=== Source records ===

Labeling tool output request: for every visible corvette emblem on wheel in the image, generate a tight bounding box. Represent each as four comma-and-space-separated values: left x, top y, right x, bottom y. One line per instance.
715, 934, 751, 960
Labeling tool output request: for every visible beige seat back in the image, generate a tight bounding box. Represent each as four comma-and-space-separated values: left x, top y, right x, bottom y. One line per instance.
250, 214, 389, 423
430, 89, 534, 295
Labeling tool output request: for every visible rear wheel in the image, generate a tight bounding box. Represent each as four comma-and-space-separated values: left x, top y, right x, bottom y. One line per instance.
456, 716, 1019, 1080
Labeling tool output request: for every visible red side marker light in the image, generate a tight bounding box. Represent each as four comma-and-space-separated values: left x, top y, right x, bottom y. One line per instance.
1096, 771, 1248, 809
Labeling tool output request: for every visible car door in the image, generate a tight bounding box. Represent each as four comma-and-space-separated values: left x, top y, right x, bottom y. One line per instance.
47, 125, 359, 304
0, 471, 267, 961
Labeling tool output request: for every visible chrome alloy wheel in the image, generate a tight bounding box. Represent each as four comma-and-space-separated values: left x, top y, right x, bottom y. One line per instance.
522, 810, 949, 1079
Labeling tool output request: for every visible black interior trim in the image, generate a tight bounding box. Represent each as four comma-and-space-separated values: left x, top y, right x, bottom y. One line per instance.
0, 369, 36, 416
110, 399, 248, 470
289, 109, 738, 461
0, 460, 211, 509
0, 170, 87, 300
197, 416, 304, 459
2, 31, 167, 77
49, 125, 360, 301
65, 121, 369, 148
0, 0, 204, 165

===

> About this task: All of the entries above must be quoted exactly.

> Result for this exercise:
Labeling tool output request: for every visible corvette emblem on wheel in the image, generate a tight bounding box. Represent each as four comma-and-space-separated values: left x, top y, right x, bottom y. One line per instance.
715, 934, 751, 960
Labeling tool output request: for every visible beige seat back in the image, generate a tight bounding box. Represent each as four comma-and-space-separated values: left x, top y, right x, bottom y. One line per instance.
250, 214, 389, 423
430, 89, 534, 295
Labeling tool output request: for every visible rear wheel in the image, generate a tight bounding box. Represent each as four comma-and-space-separated values: left x, top y, right x, bottom y. One line per instance.
456, 716, 1019, 1080
Labeling tool output request: for every visible red side marker light in the image, generate a tight bounding box. Represent each as four comma-and-space-separated values: left x, top y, right x, bottom y. One line per instance.
1096, 771, 1248, 809
Labeling tool output request: for every visible car door in the image, generate a tight bounding box. Represent each as four comma-and-space-separated values: left x, top y, right x, bottom y. One line per instance.
47, 125, 359, 304
0, 471, 267, 961
Labeling tool output request: for every visible chrome alloy wheel in the image, generate a tight bounding box. Represent each as four comma-and-space-separated values: left x, top y, right x, bottom y. One line per instance.
522, 810, 949, 1079
Labeling tool output request: for every visible black interior trim in the image, generate a tight bounding box. Represent each as four comma-and-space-separated values: left x, top y, right x, bottom y. One line per instance.
0, 369, 36, 416
110, 399, 248, 470
289, 109, 738, 461
0, 460, 211, 509
0, 170, 87, 300
197, 416, 304, 459
2, 31, 167, 77
49, 125, 360, 301
65, 121, 369, 148
0, 0, 204, 165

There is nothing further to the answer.